# WHAT YOU WILL DO
Find each line in the items below that contains the word "bird" and copy those lines out.

[Collected data entries]
-- start --
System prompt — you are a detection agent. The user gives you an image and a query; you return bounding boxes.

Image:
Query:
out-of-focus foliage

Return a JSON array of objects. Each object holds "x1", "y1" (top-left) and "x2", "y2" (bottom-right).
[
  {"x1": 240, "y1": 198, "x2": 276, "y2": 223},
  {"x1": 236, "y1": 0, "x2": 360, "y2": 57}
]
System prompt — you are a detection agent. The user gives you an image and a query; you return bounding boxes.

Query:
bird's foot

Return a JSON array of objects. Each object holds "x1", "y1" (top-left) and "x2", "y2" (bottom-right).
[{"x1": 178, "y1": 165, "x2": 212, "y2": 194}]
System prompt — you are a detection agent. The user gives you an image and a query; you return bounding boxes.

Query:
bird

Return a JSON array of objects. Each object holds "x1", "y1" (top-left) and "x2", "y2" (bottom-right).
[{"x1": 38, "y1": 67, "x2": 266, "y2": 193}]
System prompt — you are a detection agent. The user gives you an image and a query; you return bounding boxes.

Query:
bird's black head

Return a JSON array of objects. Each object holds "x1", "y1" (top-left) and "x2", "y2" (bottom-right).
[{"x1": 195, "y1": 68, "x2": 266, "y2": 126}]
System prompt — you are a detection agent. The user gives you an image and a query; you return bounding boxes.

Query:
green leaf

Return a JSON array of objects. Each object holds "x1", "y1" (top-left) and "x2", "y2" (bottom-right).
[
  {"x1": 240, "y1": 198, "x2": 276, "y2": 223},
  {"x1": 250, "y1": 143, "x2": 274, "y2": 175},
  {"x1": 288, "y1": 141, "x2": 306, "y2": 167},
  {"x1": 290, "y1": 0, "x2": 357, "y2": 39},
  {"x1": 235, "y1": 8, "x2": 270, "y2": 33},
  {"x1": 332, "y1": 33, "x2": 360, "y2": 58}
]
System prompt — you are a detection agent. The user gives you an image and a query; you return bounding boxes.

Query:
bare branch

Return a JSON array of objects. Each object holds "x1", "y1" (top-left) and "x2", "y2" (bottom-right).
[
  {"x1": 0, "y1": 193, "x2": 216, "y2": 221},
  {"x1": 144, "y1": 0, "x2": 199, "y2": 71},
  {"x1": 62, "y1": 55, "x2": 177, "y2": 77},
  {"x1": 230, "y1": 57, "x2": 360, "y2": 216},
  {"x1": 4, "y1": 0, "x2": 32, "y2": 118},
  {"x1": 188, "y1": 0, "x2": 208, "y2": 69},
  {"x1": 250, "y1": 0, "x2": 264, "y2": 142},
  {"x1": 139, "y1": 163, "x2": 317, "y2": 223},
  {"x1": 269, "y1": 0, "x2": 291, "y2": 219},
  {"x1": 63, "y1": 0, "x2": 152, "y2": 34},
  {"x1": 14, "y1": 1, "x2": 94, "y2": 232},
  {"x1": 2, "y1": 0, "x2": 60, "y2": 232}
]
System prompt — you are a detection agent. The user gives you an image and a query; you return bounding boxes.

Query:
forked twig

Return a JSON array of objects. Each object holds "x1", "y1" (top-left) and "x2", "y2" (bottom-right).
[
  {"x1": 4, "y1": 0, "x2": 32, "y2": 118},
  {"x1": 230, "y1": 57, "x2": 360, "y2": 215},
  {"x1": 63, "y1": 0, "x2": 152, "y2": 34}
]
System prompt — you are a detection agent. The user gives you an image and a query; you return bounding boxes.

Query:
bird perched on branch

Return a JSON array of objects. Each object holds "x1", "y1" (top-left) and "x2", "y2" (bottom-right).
-- end --
# RESULT
bird's foot
bird
bird's black head
bird perched on branch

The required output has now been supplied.